### EXERCISE PROMPT
Repeat the data verbatim.

****

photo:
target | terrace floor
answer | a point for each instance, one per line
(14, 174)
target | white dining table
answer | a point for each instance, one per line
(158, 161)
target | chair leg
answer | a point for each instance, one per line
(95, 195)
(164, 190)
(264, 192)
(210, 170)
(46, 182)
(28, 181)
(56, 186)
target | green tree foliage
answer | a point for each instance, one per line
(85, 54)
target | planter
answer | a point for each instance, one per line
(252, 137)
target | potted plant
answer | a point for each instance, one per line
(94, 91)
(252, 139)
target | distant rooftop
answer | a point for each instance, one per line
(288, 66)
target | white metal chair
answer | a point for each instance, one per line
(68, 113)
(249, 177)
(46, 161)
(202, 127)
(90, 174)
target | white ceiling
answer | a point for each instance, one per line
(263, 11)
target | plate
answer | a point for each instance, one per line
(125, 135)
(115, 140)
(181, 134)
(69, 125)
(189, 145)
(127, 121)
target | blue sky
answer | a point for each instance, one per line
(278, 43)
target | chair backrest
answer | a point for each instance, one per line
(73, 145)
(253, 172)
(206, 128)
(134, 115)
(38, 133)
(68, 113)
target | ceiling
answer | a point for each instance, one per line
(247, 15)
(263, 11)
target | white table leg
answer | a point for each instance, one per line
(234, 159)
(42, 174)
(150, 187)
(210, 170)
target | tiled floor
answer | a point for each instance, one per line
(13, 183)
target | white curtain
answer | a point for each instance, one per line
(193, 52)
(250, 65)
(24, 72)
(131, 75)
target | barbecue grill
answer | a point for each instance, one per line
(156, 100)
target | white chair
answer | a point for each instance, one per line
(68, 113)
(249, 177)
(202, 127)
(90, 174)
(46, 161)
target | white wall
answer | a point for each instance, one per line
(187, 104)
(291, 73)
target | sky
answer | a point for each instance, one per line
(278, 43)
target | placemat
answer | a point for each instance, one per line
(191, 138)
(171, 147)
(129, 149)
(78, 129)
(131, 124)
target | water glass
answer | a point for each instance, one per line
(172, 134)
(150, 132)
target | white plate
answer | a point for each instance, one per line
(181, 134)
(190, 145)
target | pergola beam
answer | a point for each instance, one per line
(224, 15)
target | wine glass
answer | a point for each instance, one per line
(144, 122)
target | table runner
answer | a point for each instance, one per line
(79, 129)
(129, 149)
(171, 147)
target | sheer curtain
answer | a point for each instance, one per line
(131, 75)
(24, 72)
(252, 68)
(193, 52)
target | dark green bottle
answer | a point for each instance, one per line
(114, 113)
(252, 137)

****

### WRITTEN SOLUTION
photo:
target | terrace floor
answer | a point for each instance, one per line
(14, 174)
target | white dining table
answer | a point for each instance, one per line
(158, 161)
target | chair leg
answer | a point for each instance, one per line
(95, 195)
(164, 190)
(264, 192)
(210, 170)
(46, 182)
(28, 181)
(56, 186)
target | green tree foliage
answer | a point for each instance, one per line
(85, 54)
target | planter
answer | a point for each instance, one per line
(252, 137)
target | potted plant
answer | a point for each instance, one per line
(94, 91)
(252, 139)
target | distant rooftop
answer | a point for each instance, one per line
(288, 66)
target | white metal chair
answer | a point for each instance, one per line
(68, 113)
(249, 177)
(46, 161)
(202, 127)
(90, 174)
target | white ceiling
answer | a point for each instance, one per line
(263, 11)
target | plate
answer | a point for each instance, one per line
(125, 135)
(115, 140)
(181, 134)
(69, 125)
(189, 145)
(127, 121)
target | blue sky
answer | a point for each instance, one per line
(278, 43)
target | chair backrest
answer | a point for each instance, one per line
(73, 145)
(253, 172)
(206, 128)
(134, 115)
(38, 133)
(68, 113)
target | ceiling
answer | a point for each instance, one per line
(247, 15)
(263, 11)
target | white table leg
answer | a point for each instance, one per line
(234, 159)
(42, 174)
(150, 187)
(210, 170)
target | tiled floor
answer | a point for each instance, one per line
(13, 183)
target | white curtain
answer | a point for each instance, one per line
(193, 52)
(250, 65)
(24, 72)
(131, 75)
target | barbecue grill
answer | a point for each instance, one per line
(156, 100)
target | white chair
answer | a point for each instance, one per line
(68, 113)
(249, 177)
(202, 127)
(90, 174)
(46, 161)
target | white wall
answer | a point for each instance, one per line
(187, 104)
(291, 73)
target | sky
answer | a point for each instance, one per line
(278, 43)
target | placemat
answer | a point for each instance, one per line
(191, 138)
(171, 147)
(129, 149)
(78, 129)
(131, 124)
target | water glass
answer | a point for each instance, one per line
(172, 134)
(150, 132)
target | white plate
answer | a point for each instance, one per line
(181, 134)
(190, 145)
target | pergola beam
answer | a point for each instance, one per line
(224, 15)
target | wine glass
answer | a point for each instance, one per line
(144, 122)
target | table runner
answer | a point for each instance, one per line
(79, 129)
(129, 149)
(171, 147)
target | sheer curtain
answer | a point for each instance, one per line
(131, 75)
(24, 72)
(252, 68)
(193, 52)
target | dark green bottle
answer | a point for each instance, one per line
(114, 113)
(252, 137)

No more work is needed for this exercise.